Ethical/Ideological/Intellectual:
- What are some of the ethical dilemmas in narrating disaster, especially the suffering of people viewed through the stereotypes of Western colonialism?
- Why do some events become disasters that define a nation while other events are forgotten in the literary and cultural imagination?
- How might a focus on disaster revive or reframe core debates within postcolonial studies (the status of the nation, the relationship of English to the bhashas, subaltern representation), or in related fields like the environmental humanities, trauma theory, narrative medicine, cinema studies, and world literature?
- What are the economies of disaster representation? How are South Asian disasters marketed and consumed by publishing, tourist, and humanitarian organizations?
- What are the best pedagogical approaches to teaching disaster studies, and the representation of South Asian disaster, in the college classroom?
Please email abstracts of no more than 300 words and a brief CV to Liam O’Loughlin (loloughlin@capital.edu ) and Pallavi Rastogi (prastogi@lsu.edu ) by January 1, 2021. Essays will be accepted on the basis of the abstracts and will be sent for peer-review on September 15, 2021. Fully-accepted essays will be published electronically (with a DOI number) on the Taylor and Francis website soon after they are submitted for copy-editing and proof-reading. We hope that the year-long span between this CFP and the due date of the first draft of the essays will encourage our contributors to write about disasters of the NOW, such as COVID-19, the CAA Act, and the revocation of Article 370 in Kashmir, and beyond. Please email the editors with any questions you have.
About the Editors:
Liam O’Loughlin is an Assistant Professor of English at Capital University. His writing on South Asian literature, disaster, and postcolonial studies has been published in Interventions, Comparative American Studies, Negative Cosmopolitanism, and Ariel. He is currently completing a book on South Asian disaster representations entitled Writing in the Wake.
Pallavi Rastogi is Professor of English at Louisiana State University. Her second book, Postcolonial Disaster: Narrating Catastrophe in the Twenty-First Century , was published by Northwestern University Press in April 2020. She has written widely on South African, South Asian, and South Asian diasporic literature.

Region pointing data
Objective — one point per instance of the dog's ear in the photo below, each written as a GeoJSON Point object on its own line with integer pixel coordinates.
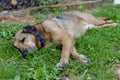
{"type": "Point", "coordinates": [29, 29]}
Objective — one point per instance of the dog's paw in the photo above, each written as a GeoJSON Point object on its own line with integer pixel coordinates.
{"type": "Point", "coordinates": [61, 66]}
{"type": "Point", "coordinates": [84, 59]}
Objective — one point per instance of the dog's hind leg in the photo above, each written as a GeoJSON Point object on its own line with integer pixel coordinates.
{"type": "Point", "coordinates": [66, 47]}
{"type": "Point", "coordinates": [80, 57]}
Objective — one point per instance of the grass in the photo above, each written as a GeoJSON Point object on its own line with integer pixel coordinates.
{"type": "Point", "coordinates": [102, 46]}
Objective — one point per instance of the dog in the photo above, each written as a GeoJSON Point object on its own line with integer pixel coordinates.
{"type": "Point", "coordinates": [62, 30]}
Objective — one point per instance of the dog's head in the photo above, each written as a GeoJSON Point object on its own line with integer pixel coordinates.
{"type": "Point", "coordinates": [27, 39]}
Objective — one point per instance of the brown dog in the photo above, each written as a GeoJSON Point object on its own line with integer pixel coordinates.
{"type": "Point", "coordinates": [62, 30]}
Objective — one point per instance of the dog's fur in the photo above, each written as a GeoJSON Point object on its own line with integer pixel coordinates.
{"type": "Point", "coordinates": [62, 30]}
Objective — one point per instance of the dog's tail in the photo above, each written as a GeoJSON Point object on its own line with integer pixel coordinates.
{"type": "Point", "coordinates": [106, 22]}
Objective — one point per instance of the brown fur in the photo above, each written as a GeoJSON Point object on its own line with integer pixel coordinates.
{"type": "Point", "coordinates": [63, 31]}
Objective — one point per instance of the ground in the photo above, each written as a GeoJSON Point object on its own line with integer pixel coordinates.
{"type": "Point", "coordinates": [102, 46]}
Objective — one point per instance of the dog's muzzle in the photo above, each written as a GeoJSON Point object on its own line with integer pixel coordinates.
{"type": "Point", "coordinates": [26, 51]}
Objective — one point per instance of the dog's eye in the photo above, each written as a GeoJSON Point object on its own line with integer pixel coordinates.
{"type": "Point", "coordinates": [22, 41]}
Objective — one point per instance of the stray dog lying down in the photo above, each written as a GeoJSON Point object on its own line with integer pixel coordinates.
{"type": "Point", "coordinates": [61, 30]}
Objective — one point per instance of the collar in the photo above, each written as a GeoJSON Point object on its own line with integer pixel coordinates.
{"type": "Point", "coordinates": [33, 30]}
{"type": "Point", "coordinates": [40, 39]}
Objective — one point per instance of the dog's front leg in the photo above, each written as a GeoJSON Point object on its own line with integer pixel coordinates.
{"type": "Point", "coordinates": [82, 58]}
{"type": "Point", "coordinates": [67, 44]}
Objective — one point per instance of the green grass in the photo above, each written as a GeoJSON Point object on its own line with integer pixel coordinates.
{"type": "Point", "coordinates": [102, 46]}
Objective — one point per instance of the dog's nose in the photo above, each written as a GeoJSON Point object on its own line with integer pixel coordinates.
{"type": "Point", "coordinates": [24, 53]}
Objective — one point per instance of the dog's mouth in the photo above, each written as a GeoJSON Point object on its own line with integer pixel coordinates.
{"type": "Point", "coordinates": [26, 51]}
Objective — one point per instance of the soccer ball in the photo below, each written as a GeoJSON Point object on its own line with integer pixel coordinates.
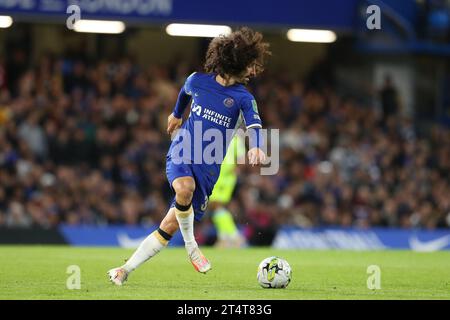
{"type": "Point", "coordinates": [274, 272]}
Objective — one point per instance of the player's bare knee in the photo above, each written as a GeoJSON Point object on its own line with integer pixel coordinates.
{"type": "Point", "coordinates": [184, 189]}
{"type": "Point", "coordinates": [184, 196]}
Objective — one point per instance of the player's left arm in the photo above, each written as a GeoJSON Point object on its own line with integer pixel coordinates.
{"type": "Point", "coordinates": [256, 155]}
{"type": "Point", "coordinates": [175, 120]}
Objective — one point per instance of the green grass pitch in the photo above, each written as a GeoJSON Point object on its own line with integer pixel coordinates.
{"type": "Point", "coordinates": [40, 272]}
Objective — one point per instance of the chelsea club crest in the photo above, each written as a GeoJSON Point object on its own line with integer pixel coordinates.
{"type": "Point", "coordinates": [228, 102]}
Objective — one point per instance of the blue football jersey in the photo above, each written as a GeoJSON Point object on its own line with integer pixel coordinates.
{"type": "Point", "coordinates": [213, 106]}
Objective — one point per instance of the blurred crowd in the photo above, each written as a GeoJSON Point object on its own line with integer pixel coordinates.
{"type": "Point", "coordinates": [85, 143]}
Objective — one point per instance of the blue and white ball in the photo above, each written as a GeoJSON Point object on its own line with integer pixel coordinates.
{"type": "Point", "coordinates": [274, 272]}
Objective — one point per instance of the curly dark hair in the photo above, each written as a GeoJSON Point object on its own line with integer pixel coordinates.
{"type": "Point", "coordinates": [231, 55]}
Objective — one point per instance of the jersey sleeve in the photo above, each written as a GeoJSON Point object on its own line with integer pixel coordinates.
{"type": "Point", "coordinates": [250, 112]}
{"type": "Point", "coordinates": [188, 84]}
{"type": "Point", "coordinates": [184, 97]}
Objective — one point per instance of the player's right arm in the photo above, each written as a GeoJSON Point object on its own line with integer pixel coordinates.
{"type": "Point", "coordinates": [256, 155]}
{"type": "Point", "coordinates": [175, 120]}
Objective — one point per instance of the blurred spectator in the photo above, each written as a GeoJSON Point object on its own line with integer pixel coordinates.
{"type": "Point", "coordinates": [389, 98]}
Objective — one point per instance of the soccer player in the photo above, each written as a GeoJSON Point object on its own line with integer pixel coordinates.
{"type": "Point", "coordinates": [220, 102]}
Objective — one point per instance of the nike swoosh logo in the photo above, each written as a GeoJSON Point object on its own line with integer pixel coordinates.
{"type": "Point", "coordinates": [429, 246]}
{"type": "Point", "coordinates": [126, 242]}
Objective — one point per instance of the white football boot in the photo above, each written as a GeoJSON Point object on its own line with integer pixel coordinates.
{"type": "Point", "coordinates": [199, 261]}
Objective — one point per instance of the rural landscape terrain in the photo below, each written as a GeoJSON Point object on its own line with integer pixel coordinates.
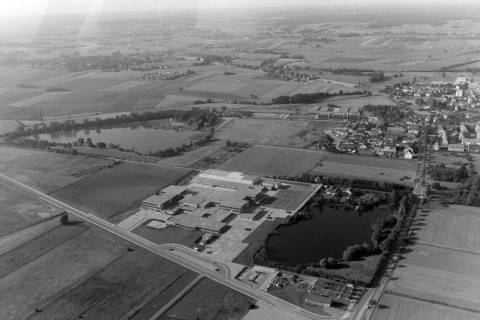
{"type": "Point", "coordinates": [235, 163]}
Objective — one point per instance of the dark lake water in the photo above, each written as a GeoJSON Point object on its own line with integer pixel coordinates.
{"type": "Point", "coordinates": [143, 139]}
{"type": "Point", "coordinates": [327, 234]}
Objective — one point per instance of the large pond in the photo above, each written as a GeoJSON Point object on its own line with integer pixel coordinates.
{"type": "Point", "coordinates": [327, 234]}
{"type": "Point", "coordinates": [142, 139]}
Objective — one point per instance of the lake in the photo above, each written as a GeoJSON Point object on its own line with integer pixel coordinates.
{"type": "Point", "coordinates": [327, 234]}
{"type": "Point", "coordinates": [143, 139]}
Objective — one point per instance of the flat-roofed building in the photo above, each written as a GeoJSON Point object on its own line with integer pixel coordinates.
{"type": "Point", "coordinates": [226, 178]}
{"type": "Point", "coordinates": [168, 196]}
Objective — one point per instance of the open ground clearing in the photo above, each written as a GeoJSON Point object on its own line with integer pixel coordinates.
{"type": "Point", "coordinates": [277, 161]}
{"type": "Point", "coordinates": [272, 161]}
{"type": "Point", "coordinates": [47, 171]}
{"type": "Point", "coordinates": [455, 227]}
{"type": "Point", "coordinates": [16, 214]}
{"type": "Point", "coordinates": [209, 300]}
{"type": "Point", "coordinates": [439, 269]}
{"type": "Point", "coordinates": [116, 190]}
{"type": "Point", "coordinates": [395, 307]}
{"type": "Point", "coordinates": [274, 132]}
{"type": "Point", "coordinates": [189, 158]}
{"type": "Point", "coordinates": [120, 289]}
{"type": "Point", "coordinates": [368, 168]}
{"type": "Point", "coordinates": [45, 278]}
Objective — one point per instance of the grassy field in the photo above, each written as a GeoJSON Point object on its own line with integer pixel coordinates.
{"type": "Point", "coordinates": [292, 197]}
{"type": "Point", "coordinates": [274, 132]}
{"type": "Point", "coordinates": [256, 240]}
{"type": "Point", "coordinates": [47, 171]}
{"type": "Point", "coordinates": [401, 308]}
{"type": "Point", "coordinates": [209, 300]}
{"type": "Point", "coordinates": [15, 214]}
{"type": "Point", "coordinates": [463, 223]}
{"type": "Point", "coordinates": [120, 289]}
{"type": "Point", "coordinates": [270, 161]}
{"type": "Point", "coordinates": [439, 267]}
{"type": "Point", "coordinates": [170, 234]}
{"type": "Point", "coordinates": [37, 247]}
{"type": "Point", "coordinates": [118, 189]}
{"type": "Point", "coordinates": [191, 157]}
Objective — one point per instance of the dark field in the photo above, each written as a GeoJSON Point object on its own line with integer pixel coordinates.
{"type": "Point", "coordinates": [209, 300]}
{"type": "Point", "coordinates": [118, 189]}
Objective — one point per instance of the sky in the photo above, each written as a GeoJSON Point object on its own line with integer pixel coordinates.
{"type": "Point", "coordinates": [41, 7]}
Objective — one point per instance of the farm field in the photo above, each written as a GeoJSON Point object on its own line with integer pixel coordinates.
{"type": "Point", "coordinates": [395, 307]}
{"type": "Point", "coordinates": [8, 126]}
{"type": "Point", "coordinates": [368, 168]}
{"type": "Point", "coordinates": [37, 282]}
{"type": "Point", "coordinates": [256, 240]}
{"type": "Point", "coordinates": [116, 190]}
{"type": "Point", "coordinates": [209, 300]}
{"type": "Point", "coordinates": [439, 268]}
{"type": "Point", "coordinates": [120, 289]}
{"type": "Point", "coordinates": [189, 158]}
{"type": "Point", "coordinates": [441, 275]}
{"type": "Point", "coordinates": [292, 197]}
{"type": "Point", "coordinates": [274, 132]}
{"type": "Point", "coordinates": [272, 161]}
{"type": "Point", "coordinates": [277, 161]}
{"type": "Point", "coordinates": [47, 171]}
{"type": "Point", "coordinates": [354, 104]}
{"type": "Point", "coordinates": [464, 220]}
{"type": "Point", "coordinates": [15, 214]}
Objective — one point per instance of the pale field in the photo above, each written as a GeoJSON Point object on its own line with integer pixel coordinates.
{"type": "Point", "coordinates": [368, 168]}
{"type": "Point", "coordinates": [42, 99]}
{"type": "Point", "coordinates": [47, 171]}
{"type": "Point", "coordinates": [440, 275]}
{"type": "Point", "coordinates": [401, 308]}
{"type": "Point", "coordinates": [123, 86]}
{"type": "Point", "coordinates": [462, 223]}
{"type": "Point", "coordinates": [272, 161]}
{"type": "Point", "coordinates": [440, 267]}
{"type": "Point", "coordinates": [8, 126]}
{"type": "Point", "coordinates": [191, 157]}
{"type": "Point", "coordinates": [57, 271]}
{"type": "Point", "coordinates": [273, 132]}
{"type": "Point", "coordinates": [20, 210]}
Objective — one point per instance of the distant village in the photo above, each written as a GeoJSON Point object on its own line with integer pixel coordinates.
{"type": "Point", "coordinates": [451, 111]}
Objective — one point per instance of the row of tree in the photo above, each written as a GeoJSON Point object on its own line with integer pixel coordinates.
{"type": "Point", "coordinates": [311, 97]}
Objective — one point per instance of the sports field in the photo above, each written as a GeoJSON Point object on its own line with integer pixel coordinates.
{"type": "Point", "coordinates": [439, 271]}
{"type": "Point", "coordinates": [272, 161]}
{"type": "Point", "coordinates": [116, 190]}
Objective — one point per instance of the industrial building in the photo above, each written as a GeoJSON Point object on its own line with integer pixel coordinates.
{"type": "Point", "coordinates": [210, 201]}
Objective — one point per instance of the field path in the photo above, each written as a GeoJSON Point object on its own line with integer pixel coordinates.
{"type": "Point", "coordinates": [15, 239]}
{"type": "Point", "coordinates": [176, 298]}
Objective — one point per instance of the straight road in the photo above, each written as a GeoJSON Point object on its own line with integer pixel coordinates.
{"type": "Point", "coordinates": [216, 271]}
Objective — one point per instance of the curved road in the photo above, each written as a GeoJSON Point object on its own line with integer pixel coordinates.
{"type": "Point", "coordinates": [215, 270]}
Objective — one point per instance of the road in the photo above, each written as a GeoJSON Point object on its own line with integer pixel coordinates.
{"type": "Point", "coordinates": [215, 270]}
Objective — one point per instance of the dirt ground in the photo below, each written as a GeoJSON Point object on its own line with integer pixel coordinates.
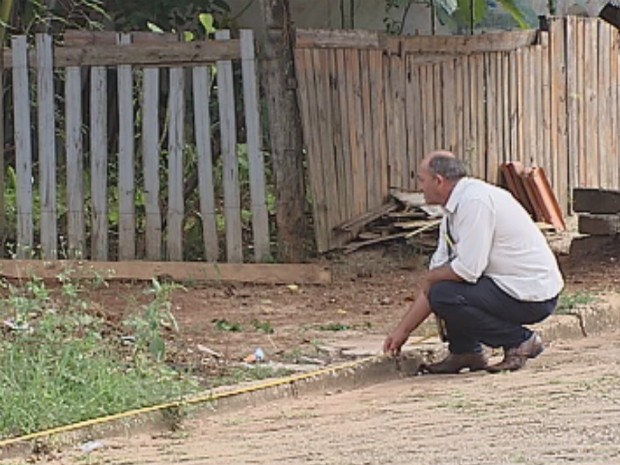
{"type": "Point", "coordinates": [371, 290]}
{"type": "Point", "coordinates": [563, 407]}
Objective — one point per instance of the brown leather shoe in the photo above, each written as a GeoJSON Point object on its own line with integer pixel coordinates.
{"type": "Point", "coordinates": [515, 358]}
{"type": "Point", "coordinates": [454, 363]}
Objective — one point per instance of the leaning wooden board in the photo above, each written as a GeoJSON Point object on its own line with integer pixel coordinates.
{"type": "Point", "coordinates": [259, 273]}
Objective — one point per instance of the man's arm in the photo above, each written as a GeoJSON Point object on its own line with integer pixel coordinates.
{"type": "Point", "coordinates": [419, 310]}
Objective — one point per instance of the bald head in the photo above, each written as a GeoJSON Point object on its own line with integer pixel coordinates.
{"type": "Point", "coordinates": [445, 164]}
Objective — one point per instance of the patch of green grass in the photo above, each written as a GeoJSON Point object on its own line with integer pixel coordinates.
{"type": "Point", "coordinates": [239, 374]}
{"type": "Point", "coordinates": [335, 327]}
{"type": "Point", "coordinates": [61, 364]}
{"type": "Point", "coordinates": [263, 326]}
{"type": "Point", "coordinates": [569, 302]}
{"type": "Point", "coordinates": [222, 324]}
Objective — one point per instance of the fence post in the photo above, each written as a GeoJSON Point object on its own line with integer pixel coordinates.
{"type": "Point", "coordinates": [23, 146]}
{"type": "Point", "coordinates": [278, 78]}
{"type": "Point", "coordinates": [260, 219]}
{"type": "Point", "coordinates": [126, 177]}
{"type": "Point", "coordinates": [228, 132]}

* **Task requirements**:
• a. Which related fields does the call for papers name alongside postcolonial studies?
• b. Could you rename "second book" as "latest book" in the stretch of the call for papers from "Pallavi Rastogi is" through "Asian diasporic literature.", giving that stretch again?

* **Answers to the exercises**:
• a.
- environmental humanities
- trauma theory
- narrative medicine
- cinema studies
- world literature

• b.
Pallavi Rastogi is Professor of English at Louisiana State University. Her latest book, Postcolonial Disaster: Narrating Catastrophe in the Twenty-First Century , was published by Northwestern University Press in April 2020. She has written widely on South African, South Asian, and South Asian diasporic literature.